Exercise | Rewrite the data from its first line through the line containing "<point>290,238</point>", substituting "houseplant" for "potted plant" and leaving everything else unchanged.

Material provided |
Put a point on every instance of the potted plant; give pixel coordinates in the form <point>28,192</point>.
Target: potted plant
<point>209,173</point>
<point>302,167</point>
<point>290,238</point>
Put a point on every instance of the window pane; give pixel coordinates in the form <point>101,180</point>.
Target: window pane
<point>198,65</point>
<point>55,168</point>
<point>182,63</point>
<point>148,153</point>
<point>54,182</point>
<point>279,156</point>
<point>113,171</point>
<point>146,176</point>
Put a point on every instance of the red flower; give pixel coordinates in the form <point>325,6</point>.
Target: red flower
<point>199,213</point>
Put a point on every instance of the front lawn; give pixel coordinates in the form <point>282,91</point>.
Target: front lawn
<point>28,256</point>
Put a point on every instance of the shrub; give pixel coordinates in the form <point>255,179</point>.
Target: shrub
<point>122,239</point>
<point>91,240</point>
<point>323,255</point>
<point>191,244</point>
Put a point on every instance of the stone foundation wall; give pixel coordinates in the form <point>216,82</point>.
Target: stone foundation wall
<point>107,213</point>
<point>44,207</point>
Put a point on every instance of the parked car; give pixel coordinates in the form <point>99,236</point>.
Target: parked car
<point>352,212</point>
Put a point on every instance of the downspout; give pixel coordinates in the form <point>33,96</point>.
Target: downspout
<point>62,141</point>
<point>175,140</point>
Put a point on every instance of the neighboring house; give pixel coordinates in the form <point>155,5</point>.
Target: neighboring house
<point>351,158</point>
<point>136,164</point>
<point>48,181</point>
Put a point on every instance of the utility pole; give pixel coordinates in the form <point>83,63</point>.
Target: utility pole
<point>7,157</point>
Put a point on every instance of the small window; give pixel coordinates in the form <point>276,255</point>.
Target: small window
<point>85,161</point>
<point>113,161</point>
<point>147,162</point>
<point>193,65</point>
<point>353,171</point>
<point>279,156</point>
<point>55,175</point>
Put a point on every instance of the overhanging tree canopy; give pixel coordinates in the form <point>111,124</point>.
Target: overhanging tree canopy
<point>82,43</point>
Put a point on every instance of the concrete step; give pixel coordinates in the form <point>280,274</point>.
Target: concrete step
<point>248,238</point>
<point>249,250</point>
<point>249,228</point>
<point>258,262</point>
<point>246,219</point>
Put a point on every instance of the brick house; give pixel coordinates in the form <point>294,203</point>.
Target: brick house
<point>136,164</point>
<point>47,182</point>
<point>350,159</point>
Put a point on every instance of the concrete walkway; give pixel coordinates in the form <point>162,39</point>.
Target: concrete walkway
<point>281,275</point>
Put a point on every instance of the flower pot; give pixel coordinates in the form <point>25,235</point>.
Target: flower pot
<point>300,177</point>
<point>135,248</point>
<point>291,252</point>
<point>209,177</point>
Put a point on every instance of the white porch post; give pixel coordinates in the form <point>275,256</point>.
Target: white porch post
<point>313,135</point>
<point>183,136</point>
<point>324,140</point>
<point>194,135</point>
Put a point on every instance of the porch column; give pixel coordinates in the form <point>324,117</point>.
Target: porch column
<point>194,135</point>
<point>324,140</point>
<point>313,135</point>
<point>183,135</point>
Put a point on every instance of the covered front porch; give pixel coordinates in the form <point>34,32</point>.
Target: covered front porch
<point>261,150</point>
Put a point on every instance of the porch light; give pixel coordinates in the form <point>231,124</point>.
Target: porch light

Task response |
Put a point on every instance of the houseplant; give pixel coordinates in the form <point>28,192</point>.
Target: houseplant
<point>209,173</point>
<point>302,167</point>
<point>290,238</point>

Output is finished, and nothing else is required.